**BAHAN TUGAS:**
-=-=-=-=-
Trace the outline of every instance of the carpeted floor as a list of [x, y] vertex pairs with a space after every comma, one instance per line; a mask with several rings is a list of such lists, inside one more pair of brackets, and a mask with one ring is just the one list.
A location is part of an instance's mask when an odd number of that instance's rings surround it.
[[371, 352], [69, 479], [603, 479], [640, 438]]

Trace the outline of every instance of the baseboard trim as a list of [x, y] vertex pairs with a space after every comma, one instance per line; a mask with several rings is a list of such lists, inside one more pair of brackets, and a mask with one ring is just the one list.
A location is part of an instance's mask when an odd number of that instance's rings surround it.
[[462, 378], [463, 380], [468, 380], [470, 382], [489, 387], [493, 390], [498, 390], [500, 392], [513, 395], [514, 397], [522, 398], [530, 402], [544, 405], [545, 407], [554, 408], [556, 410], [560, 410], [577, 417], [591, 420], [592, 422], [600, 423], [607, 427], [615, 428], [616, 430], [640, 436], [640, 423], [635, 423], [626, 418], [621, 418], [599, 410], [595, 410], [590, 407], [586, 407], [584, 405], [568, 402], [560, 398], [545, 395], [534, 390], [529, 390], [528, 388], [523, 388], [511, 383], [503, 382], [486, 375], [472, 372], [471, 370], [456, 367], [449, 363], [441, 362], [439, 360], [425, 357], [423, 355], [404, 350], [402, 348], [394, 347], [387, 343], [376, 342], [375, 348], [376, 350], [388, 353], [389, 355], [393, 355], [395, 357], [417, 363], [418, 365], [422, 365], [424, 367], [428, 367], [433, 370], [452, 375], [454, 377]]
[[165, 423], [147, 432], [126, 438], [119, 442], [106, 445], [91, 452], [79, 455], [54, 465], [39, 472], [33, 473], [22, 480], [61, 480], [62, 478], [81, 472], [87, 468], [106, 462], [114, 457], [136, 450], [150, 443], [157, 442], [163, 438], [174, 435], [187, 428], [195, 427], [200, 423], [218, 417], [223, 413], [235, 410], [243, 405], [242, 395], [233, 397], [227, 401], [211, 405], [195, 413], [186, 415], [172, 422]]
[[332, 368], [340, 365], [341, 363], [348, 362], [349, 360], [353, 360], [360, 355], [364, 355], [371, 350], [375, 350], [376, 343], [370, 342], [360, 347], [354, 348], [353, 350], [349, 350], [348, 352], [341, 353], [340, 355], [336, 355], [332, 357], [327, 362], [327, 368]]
-=-=-=-=-
Ganti "vertex pairs" dengan "coordinate pairs" di seluruh catatan di atas, lalu tulis ulang semua catatan itu tanpa mengubah bagian lainnya.

**JAWABAN TUGAS:**
Trace the outline of every instance of the carpeted floor as a list of [x, y] coordinate pairs with a space after every comma, one instance per line; a mask with several rings is a list of such lists, inside one more pair of brackets, and a mask with one ring is just the one list.
A location is part of an instance's mask when an odd number of that instance's rings surround it.
[[371, 352], [69, 479], [603, 479], [640, 438]]

Trace the outline of every instance of the baseboard trim as a list of [x, y] coordinate pairs with a space after every comma, one instance per line; a mask with several rings is a list of such lists, inside one more pair of brackets, and a mask with one ring is just the one list.
A location is part of an instance's mask when an odd number of that instance's rings surround it.
[[462, 378], [463, 380], [468, 380], [470, 382], [489, 387], [493, 390], [498, 390], [500, 392], [513, 395], [514, 397], [522, 398], [530, 402], [544, 405], [545, 407], [554, 408], [556, 410], [560, 410], [577, 417], [591, 420], [592, 422], [600, 423], [607, 427], [615, 428], [616, 430], [640, 436], [640, 423], [635, 423], [626, 418], [621, 418], [599, 410], [595, 410], [590, 407], [586, 407], [584, 405], [568, 402], [560, 398], [545, 395], [534, 390], [529, 390], [528, 388], [523, 388], [511, 383], [503, 382], [486, 375], [472, 372], [471, 370], [456, 367], [449, 363], [441, 362], [439, 360], [425, 357], [423, 355], [404, 350], [402, 348], [394, 347], [387, 343], [376, 342], [375, 348], [376, 350], [388, 353], [389, 355], [393, 355], [395, 357], [417, 363], [418, 365], [422, 365], [424, 367], [428, 367], [433, 370], [452, 375], [454, 377]]
[[165, 423], [147, 432], [126, 438], [119, 442], [106, 445], [91, 452], [79, 455], [54, 465], [39, 472], [33, 473], [22, 480], [61, 480], [62, 478], [81, 472], [87, 468], [106, 462], [114, 457], [136, 450], [150, 443], [157, 442], [163, 438], [174, 435], [187, 428], [195, 427], [200, 423], [218, 417], [223, 413], [235, 410], [243, 405], [242, 395], [233, 397], [227, 401], [211, 405], [195, 413], [186, 415], [172, 422]]
[[332, 368], [340, 365], [341, 363], [348, 362], [349, 360], [353, 360], [360, 355], [364, 355], [371, 350], [375, 350], [376, 343], [370, 342], [360, 347], [354, 348], [353, 350], [349, 350], [348, 352], [341, 353], [340, 355], [336, 355], [332, 357], [327, 362], [327, 368]]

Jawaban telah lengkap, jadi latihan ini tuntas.